### Tâches à réaliser
• A. Selon l'extrait judiciaire, pour quelle durée le tribunal de commerce de Versailles a-t-il prononcé une interdiction de diriger contre M. [L] ?
• B. Recopiez l'extrait judiciaire en commençant à « La déclaration d'appel » et en terminant à « et les dépens. ».
• C. Rédigez la suite de l'extrait judiciaire sur la procédure visant M. [L], à partir de sa dernière phrase.

___ Texte extrait

La procédure a été convertie en liquidation judiciaire par jugement du 15 décembre 2016 et la Selarl ML Conseils, prise en la personne de maître [A] [E], a été désignée en qualité de liquidateur judiciaire.

Sur requête du ministère public, le tribunal de commerce de Versailles, par jugement contradictoire du 13 février 2018, assorti de l'exécution provisoire, a prononcé pour une durée de huit ans une mesure d'interdiction de diriger à l'encontre de M. [L].

Le tribunal de commerce a retenu à son encontre le défaut de régularisation de la déclaration de cessation des paiements, le retard dans la remise de la liste des créanciers et du montant des dettes au mandataire judiciaire, la tenue d'une comptabilité irrégulière et incomplète et le défaut volontaire de coopération avec les organes de la procédure collective.

M. [L] a fait appel de la décision le 2 mars 2018.

La déclaration d'appel a été signifiée à Me [E] ès qualités le 15 mars 2018 à tiers présent.

Le 11 juin 2018 injonction a été faite à M. [L] de signifier ses dernières conclusions ainsi que son bordereau de communication de pièces à maître [E], ès qualités.

Par un arrêt rendu le 25 septembre 2018 la présente cour, statuant par défaut, a :

- révoqué l'ordonnance de clôture ;

- ordonné la réouverture des débats à l'audience du lundi 5 novembre 2018 à 14 heures ;

- enjoint M. [L] de signifier ses dernières conclusions et son bordereau de communication de pièces à maître [E], ès qualités, avant le 23 octobre 2018 ;

- réservé les demandes et les dépens.

Dans ses dernières conclusions, déposées au greffe par RPVA le 1er juin 2018 et signifiées à maître [E], ès qualités, le 5 octobre 2018 à tiers présent, M. [L] demande à la cour de :

A titre principal :

- infirmer le jugement rendu par le tribunal de commerce de Versailles le 13 février 2018 en toutes ses dispositions ;

statuant à nouveau,

- dire n'y avoir lieu de le condamner à une sanction de faillite personnelle ou d'interdiction de gérer, administrer ou contrôler directement ou indirectement de droit ou de fait toute entreprise commerciale, industrielle, artisanale, toute exploitation agricole ou toute autre entreprise ayant toute autre activité indépendante et toute personne morale sur le fondement des dispositions des articles L.653-1 à L.653-11 du code de commerce ;

A titre subsidiaire :

- réduire la durée de l'interdiction de gérer prononcée par le tribunal à son encontre à de plus justes proportions ;

- statuer ce que de droit quant aux dépens.

Maître [E] n'a pas constitué avocat.

______
___ Données brutes

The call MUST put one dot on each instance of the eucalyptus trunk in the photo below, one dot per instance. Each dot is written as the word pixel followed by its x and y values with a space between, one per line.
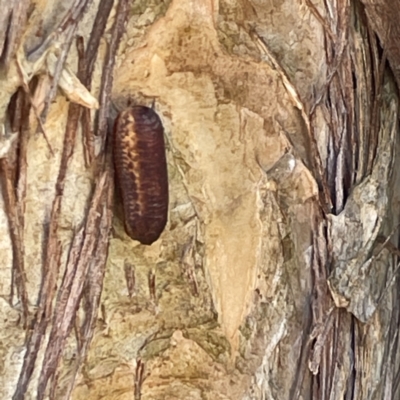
pixel 276 274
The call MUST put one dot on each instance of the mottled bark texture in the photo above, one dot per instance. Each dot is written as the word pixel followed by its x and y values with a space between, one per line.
pixel 276 276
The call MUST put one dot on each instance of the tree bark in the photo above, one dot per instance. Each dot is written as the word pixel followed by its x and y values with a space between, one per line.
pixel 276 275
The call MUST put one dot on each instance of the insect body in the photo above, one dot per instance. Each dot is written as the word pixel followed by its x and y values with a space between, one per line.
pixel 141 171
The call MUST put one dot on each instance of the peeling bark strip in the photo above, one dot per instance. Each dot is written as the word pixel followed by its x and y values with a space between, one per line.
pixel 141 171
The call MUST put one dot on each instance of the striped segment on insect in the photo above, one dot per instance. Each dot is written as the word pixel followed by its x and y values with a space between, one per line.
pixel 141 172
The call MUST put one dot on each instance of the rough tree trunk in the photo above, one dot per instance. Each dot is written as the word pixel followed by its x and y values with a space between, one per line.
pixel 276 276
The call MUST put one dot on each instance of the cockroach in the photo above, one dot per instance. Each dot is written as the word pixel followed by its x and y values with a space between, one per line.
pixel 141 172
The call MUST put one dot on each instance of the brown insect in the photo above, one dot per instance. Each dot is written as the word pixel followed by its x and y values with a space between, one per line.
pixel 141 171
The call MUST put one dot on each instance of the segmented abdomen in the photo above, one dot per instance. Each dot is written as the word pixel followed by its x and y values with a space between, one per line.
pixel 141 171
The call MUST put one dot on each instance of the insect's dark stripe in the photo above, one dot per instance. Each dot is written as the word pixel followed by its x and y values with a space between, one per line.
pixel 141 171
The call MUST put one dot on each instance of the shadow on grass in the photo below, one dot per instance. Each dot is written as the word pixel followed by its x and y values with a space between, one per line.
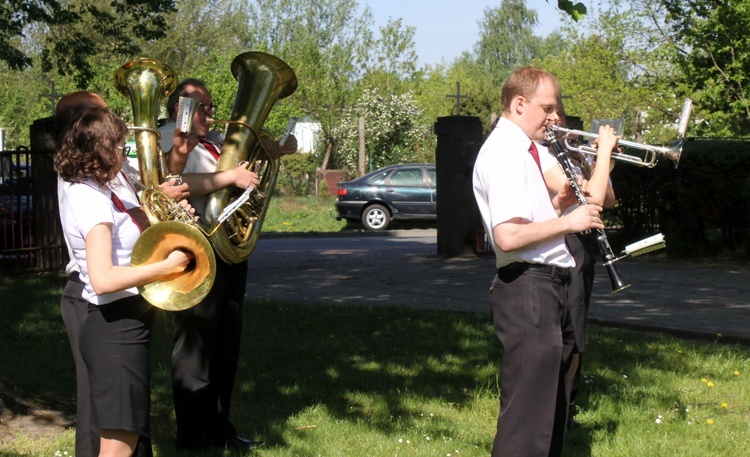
pixel 343 359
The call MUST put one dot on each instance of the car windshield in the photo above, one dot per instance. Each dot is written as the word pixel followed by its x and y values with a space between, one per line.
pixel 407 177
pixel 378 178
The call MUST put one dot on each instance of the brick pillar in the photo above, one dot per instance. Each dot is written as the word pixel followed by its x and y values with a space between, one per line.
pixel 458 218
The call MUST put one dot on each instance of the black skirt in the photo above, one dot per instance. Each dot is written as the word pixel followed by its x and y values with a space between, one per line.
pixel 114 343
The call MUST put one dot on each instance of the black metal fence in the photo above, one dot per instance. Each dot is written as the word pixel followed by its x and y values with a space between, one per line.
pixel 30 232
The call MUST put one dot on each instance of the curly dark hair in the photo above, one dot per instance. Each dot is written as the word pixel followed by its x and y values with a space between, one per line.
pixel 89 149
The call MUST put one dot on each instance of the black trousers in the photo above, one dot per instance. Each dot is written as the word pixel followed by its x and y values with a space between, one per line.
pixel 532 323
pixel 204 360
pixel 73 309
pixel 580 285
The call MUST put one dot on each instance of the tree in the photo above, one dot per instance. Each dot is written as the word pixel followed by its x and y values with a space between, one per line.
pixel 713 54
pixel 390 61
pixel 73 32
pixel 506 39
pixel 391 132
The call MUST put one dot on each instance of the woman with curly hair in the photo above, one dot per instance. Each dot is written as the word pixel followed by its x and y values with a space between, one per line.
pixel 115 334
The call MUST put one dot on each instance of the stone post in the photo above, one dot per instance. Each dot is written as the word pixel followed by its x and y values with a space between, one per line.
pixel 458 219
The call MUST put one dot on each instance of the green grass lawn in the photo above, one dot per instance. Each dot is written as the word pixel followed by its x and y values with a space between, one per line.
pixel 356 381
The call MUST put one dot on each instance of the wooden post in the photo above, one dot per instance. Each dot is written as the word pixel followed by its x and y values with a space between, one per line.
pixel 362 152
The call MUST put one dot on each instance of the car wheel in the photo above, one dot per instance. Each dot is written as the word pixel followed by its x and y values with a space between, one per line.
pixel 376 217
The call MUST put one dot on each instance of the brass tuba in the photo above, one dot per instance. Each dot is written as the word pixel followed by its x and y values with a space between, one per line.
pixel 145 82
pixel 262 79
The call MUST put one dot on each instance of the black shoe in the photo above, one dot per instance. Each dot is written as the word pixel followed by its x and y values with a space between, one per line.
pixel 237 442
pixel 572 423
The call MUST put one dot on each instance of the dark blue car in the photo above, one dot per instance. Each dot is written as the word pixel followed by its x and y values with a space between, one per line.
pixel 398 192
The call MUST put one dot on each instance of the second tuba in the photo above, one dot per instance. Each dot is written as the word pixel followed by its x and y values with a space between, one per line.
pixel 262 79
pixel 145 82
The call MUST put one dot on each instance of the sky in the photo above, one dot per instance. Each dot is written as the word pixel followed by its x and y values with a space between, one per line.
pixel 446 28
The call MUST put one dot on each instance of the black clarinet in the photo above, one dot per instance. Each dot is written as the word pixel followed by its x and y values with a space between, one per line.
pixel 601 238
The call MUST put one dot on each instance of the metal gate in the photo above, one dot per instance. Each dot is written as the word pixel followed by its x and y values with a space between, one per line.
pixel 30 233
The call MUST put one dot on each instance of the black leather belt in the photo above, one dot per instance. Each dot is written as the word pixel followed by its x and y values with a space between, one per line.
pixel 536 268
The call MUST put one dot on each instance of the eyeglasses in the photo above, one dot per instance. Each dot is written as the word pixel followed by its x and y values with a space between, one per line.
pixel 125 150
pixel 208 110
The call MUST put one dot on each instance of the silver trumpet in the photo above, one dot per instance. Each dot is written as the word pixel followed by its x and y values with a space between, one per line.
pixel 671 152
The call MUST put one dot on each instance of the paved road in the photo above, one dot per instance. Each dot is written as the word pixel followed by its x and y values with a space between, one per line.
pixel 402 268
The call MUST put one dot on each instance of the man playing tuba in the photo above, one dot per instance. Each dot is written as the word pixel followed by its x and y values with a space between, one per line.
pixel 207 336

______

### Tâches résolues
• A. Pour une durée de huit ans.

• B.
La déclaration d'appel a été signifiée à Me [E] ès qualités le 15 mars 2018 à tiers présent.

Le 11 juin 2018 injonction a été faite à M. [L] de signifier ses dernières conclusions ainsi que son bordereau de communication de pièces à maître [E], ès qualités.

Par un arrêt rendu le 25 septembre 2018 la présente cour, statuant par défaut, a :

- révoqué l'ordonnance de clôture ;

- ordonné la réouverture des débats à l'audience du lundi 5 novembre 2018 à 14 heures ;

- enjoint M. [L] de signifier ses dernières conclusions et son bordereau de communication de pièces à maître [E], ès qualités, avant le 23 octobre 2018 ;

- réservé les demandes et les dépens.

• C.
Dans son avis communiqué par RPVA le 23 mars 2018, le ministère public recommande la confirmation du jugement entrepris, considérant que les griefs d'absence de déclaration de cessation des paiements, d'absence de collaboration avec les organes de la procédure et d'absence de tenue de comptabilité régulière relevés sont avérés et qu'au regard de l'insuffisance d'actif d'un montant de plus de 2,6 millions d'euros, la condamnation personnelle prononcée à son encontre apparaît justifiée.

Il ajoute que M. [L] est par ailleurs soupçonné d'avoir détourné entre 1,5 et 2 millions d'euros à une filiale de la SAS Integrated Home Technologies.

Pour un plus ample exposé des prétentions et des moyens de l'appelant, il est renvoyé à ses dernières écritures signifiées conformément aux dispositions de l'article 455 du code de procédure civile.

SUR CE,

M. [L] conteste chacun des griefs retenus par les premiers juges. Il expose que le jugement est d'une particulière sévérité au regard des faits de l'espèce et des justifications qu'il apporte et que la présente procédure doit bien être distinguée de la procédure pénale engagée à son encontre pour tentative d'escroquerie et d'abus de biens sociaux.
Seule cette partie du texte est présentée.